──────── Exercise materials ────────

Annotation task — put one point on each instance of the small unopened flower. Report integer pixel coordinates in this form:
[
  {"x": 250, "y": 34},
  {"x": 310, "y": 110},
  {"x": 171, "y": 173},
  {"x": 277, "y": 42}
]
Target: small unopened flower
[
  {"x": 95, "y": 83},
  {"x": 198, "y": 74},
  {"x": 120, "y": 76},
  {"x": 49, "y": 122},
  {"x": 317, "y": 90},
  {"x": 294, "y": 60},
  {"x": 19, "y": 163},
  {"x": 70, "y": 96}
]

────────

Print every line you see above, exactly as written.

Annotation task — put one point on each instance of the small unopened flower. Report integer pixel coordinates in this form:
[
  {"x": 250, "y": 34},
  {"x": 310, "y": 110},
  {"x": 171, "y": 173},
  {"x": 277, "y": 42}
]
Target: small unopened flower
[
  {"x": 95, "y": 83},
  {"x": 198, "y": 74},
  {"x": 120, "y": 76},
  {"x": 49, "y": 122},
  {"x": 317, "y": 90},
  {"x": 294, "y": 60},
  {"x": 19, "y": 163},
  {"x": 70, "y": 96}
]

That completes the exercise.